> _RECORDS FOR THE EXERCISE_
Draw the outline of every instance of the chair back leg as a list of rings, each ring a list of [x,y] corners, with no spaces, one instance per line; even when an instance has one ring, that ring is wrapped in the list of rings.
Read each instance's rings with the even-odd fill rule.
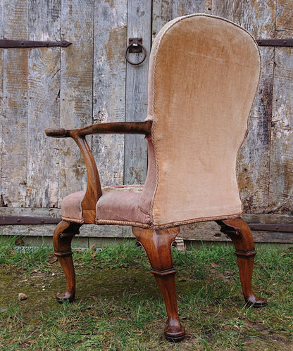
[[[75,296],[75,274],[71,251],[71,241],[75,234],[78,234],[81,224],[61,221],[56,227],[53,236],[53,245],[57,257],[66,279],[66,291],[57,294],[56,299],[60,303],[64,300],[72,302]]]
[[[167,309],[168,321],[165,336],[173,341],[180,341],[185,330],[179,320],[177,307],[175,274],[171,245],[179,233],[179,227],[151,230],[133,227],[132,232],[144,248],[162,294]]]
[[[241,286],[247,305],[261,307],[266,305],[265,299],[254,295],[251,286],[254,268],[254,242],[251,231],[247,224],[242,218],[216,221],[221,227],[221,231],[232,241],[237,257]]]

* * *

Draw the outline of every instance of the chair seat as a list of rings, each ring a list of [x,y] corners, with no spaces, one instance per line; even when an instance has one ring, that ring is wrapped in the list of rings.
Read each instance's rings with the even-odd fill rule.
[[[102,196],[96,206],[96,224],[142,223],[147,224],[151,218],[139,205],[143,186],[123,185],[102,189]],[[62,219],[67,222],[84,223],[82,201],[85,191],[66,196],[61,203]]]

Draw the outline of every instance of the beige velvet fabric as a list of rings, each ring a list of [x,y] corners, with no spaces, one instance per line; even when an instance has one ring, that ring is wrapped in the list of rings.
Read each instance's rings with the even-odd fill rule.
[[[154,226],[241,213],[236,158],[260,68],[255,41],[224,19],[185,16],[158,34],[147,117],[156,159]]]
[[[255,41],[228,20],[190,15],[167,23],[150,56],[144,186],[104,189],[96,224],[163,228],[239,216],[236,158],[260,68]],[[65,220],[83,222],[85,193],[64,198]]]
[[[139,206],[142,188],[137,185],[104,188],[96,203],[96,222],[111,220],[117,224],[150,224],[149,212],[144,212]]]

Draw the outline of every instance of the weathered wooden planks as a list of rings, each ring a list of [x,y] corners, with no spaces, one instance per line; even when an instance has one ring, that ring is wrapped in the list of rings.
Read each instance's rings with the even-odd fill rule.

> _GIVEN TASK_
Please pull out every row above that contains the word "chair" and copy each one in full.

> _FINAL RESULT_
Draw the outline of every instance of the chair back leg as a list of rings, each ring a list of [x,y] corners, with no spaces, one instance per line; even when an instance has one ring, that ring is wrapped in the list of rings.
Draw the outline of every instance of the chair seat as a list of rings, each ring a list of [x,y] corners, with no spaces, one instance per line; even when an instance has one ring, that ring is wrapped in the list of rings.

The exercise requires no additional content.